## [Stated problem]
Report each line of the listing below that contains the word "bull", copying every such line in full.

## Start

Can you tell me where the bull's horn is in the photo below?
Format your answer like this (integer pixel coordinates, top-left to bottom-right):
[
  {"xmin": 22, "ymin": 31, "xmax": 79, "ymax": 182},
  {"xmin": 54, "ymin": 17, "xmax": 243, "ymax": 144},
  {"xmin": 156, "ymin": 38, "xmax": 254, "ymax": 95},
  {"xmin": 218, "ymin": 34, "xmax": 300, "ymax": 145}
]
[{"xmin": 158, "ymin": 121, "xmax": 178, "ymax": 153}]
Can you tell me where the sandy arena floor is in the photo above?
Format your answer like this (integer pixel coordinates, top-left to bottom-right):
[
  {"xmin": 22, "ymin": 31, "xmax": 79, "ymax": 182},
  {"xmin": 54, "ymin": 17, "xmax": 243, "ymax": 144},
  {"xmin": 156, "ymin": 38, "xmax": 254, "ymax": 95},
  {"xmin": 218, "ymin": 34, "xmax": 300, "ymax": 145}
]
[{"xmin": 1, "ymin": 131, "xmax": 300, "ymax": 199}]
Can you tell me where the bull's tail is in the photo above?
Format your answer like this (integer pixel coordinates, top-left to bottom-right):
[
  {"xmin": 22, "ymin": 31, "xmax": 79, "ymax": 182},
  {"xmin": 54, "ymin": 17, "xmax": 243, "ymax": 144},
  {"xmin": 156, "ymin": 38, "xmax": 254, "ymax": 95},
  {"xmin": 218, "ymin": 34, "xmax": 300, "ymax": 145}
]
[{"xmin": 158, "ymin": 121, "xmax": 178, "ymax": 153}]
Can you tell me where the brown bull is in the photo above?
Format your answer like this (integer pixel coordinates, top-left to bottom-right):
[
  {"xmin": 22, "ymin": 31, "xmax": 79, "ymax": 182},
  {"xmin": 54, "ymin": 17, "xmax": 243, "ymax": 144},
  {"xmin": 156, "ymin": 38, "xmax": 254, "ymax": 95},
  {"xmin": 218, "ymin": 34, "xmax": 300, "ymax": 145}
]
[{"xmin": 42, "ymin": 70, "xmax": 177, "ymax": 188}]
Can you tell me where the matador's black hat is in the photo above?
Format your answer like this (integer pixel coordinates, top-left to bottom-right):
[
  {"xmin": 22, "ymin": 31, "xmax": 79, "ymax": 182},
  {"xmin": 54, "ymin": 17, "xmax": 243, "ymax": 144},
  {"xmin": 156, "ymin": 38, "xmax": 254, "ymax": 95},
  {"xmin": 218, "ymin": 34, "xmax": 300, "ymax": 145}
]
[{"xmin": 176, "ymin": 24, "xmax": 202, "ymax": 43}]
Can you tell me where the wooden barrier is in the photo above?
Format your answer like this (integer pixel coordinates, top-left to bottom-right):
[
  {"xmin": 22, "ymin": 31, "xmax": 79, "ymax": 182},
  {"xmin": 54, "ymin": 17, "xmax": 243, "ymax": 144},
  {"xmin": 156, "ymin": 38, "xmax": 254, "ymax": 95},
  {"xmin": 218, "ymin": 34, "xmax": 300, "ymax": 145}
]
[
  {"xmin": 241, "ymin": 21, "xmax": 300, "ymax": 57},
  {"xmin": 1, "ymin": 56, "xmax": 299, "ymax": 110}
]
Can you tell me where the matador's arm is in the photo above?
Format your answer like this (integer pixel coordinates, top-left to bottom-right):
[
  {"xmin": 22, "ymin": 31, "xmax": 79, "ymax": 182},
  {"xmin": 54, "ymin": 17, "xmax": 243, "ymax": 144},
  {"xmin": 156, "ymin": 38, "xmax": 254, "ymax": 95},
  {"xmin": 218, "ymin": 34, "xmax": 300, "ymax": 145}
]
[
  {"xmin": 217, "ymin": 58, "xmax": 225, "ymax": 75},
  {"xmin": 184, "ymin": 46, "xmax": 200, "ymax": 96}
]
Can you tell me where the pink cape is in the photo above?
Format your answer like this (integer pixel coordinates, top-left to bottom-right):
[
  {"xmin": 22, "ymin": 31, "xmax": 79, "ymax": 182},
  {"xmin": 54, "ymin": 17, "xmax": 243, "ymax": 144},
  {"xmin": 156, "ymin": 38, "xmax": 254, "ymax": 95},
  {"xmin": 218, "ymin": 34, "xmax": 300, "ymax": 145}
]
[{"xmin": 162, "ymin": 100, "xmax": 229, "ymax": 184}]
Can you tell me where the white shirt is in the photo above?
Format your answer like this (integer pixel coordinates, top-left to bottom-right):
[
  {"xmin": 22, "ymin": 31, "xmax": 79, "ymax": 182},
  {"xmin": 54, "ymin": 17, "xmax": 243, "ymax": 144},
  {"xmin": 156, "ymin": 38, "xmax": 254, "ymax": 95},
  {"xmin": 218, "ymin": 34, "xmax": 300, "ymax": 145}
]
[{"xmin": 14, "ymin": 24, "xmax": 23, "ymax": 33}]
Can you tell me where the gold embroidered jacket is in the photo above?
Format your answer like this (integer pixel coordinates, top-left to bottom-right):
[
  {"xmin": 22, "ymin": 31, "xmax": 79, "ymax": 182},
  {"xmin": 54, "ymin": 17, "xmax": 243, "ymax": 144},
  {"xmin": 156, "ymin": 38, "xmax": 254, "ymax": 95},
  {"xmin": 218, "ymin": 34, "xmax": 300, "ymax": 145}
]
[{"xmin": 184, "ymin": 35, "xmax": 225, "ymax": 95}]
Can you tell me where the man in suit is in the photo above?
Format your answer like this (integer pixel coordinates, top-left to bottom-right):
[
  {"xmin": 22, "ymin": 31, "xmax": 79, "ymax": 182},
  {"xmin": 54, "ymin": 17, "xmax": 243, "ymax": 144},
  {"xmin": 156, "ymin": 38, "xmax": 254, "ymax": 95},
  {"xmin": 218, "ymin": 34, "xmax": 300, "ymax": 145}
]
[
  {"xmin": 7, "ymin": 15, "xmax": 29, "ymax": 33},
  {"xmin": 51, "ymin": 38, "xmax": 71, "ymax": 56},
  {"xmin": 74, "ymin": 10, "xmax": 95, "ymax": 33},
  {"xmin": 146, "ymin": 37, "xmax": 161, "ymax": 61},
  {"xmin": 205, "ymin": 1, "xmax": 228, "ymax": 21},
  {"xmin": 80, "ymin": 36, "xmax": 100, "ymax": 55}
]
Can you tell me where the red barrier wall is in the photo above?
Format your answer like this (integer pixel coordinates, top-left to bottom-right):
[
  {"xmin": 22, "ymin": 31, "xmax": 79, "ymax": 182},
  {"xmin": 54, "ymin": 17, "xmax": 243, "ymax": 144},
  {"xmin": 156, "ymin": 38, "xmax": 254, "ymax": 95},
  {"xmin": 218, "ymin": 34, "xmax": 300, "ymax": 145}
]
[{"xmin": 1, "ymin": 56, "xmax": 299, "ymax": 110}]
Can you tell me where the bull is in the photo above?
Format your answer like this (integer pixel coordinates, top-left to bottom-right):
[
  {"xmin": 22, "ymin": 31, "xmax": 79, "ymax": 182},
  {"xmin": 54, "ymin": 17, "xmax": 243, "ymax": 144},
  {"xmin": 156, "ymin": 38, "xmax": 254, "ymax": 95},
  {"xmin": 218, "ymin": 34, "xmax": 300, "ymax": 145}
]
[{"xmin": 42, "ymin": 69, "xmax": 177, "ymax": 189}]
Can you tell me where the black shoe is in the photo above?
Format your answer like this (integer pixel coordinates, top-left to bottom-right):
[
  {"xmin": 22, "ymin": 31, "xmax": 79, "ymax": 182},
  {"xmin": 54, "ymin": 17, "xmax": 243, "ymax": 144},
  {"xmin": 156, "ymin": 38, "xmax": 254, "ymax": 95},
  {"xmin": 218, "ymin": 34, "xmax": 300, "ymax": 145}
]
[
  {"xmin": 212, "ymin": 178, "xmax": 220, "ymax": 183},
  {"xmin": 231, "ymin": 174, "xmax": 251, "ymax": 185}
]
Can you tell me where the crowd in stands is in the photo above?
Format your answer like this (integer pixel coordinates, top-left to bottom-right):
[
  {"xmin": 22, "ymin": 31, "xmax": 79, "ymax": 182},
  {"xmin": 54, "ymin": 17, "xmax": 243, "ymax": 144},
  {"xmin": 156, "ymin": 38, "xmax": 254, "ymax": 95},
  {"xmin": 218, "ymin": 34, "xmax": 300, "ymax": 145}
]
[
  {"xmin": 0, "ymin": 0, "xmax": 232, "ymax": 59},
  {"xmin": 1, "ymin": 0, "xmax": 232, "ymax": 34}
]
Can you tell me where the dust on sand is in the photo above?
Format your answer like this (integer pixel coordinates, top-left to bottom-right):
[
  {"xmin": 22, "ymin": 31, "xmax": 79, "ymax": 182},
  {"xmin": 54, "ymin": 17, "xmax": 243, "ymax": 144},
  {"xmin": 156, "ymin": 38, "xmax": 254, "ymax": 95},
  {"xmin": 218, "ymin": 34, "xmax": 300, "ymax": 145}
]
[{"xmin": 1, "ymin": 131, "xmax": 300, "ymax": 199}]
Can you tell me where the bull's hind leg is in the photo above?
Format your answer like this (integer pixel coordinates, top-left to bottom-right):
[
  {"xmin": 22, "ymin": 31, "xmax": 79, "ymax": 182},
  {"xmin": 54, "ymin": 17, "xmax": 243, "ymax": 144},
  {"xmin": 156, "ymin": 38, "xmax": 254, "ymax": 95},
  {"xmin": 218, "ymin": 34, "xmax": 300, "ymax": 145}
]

## End

## [Worked solution]
Can you tell me where the bull's horn is in the photo below?
Can you tell me where the bull's tail is in the photo above?
Can you tell me where the brown bull is in the photo above?
Can you tell me where the bull is in the photo above?
Can you tell me where the bull's hind leg is in the photo above?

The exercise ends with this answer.